#### WRITTEN PROBLEM:
Copy the records below line for line, with no changes.
>>>
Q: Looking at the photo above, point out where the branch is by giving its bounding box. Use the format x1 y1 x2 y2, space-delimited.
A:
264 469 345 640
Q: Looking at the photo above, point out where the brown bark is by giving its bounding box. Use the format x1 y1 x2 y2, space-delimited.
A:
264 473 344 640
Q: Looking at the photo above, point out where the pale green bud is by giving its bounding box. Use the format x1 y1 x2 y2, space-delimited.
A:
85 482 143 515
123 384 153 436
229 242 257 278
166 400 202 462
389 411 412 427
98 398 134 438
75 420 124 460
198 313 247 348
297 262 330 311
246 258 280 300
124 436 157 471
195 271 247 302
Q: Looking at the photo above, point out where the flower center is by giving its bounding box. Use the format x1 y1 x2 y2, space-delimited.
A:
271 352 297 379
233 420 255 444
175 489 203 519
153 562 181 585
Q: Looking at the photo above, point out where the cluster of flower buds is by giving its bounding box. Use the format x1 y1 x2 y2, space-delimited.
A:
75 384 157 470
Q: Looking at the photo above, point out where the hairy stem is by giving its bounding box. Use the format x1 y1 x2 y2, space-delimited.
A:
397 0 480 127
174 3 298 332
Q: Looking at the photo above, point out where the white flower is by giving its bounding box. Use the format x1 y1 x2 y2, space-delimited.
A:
<<<
#### EXERCISE SOLUTION:
Q: Looking at the photo above, point out where the branch is by giving its bounding box. Use the format x1 y1 x2 y2, space-delimited.
A:
264 469 345 640
Q: Looking at the photo above, point out where the brown bark is by giving its bounding box. Use the format x1 y1 x2 y2, space-delimited.
A:
264 473 344 640
Q: Looking at the photo above, point out where the pale green bud is by giving its bounding box. Use the format x1 y1 x2 y2, space-delimited.
A:
85 482 143 515
123 384 153 436
229 242 257 278
166 400 202 462
389 411 412 427
98 398 134 438
75 420 124 460
198 313 247 348
297 262 330 311
246 258 280 300
124 436 157 471
195 271 247 302
Q: Looking at the photo above, point out where the flower center is by giving its bounding box. Use the format x1 y1 x2 y2, space-delimited.
A:
271 352 297 379
233 420 255 444
175 489 203 519
153 562 181 585
Q: Looking at the photo above, point out where the cluster of flower buds is by giving its bounding box. Use the format x1 y1 x2 y2, space-delimited.
A:
75 384 157 470
Q: Looking at the photo above, point out where the hairy stem is by giving its bounding box. Use the format x1 y1 x2 y2, space-delimited.
A:
397 0 480 127
174 3 298 332
Q: Looking at the photo above, point out where the white flower is by giving its bounding box. Use the format x1 y1 x2 y2, space-delimited.
A:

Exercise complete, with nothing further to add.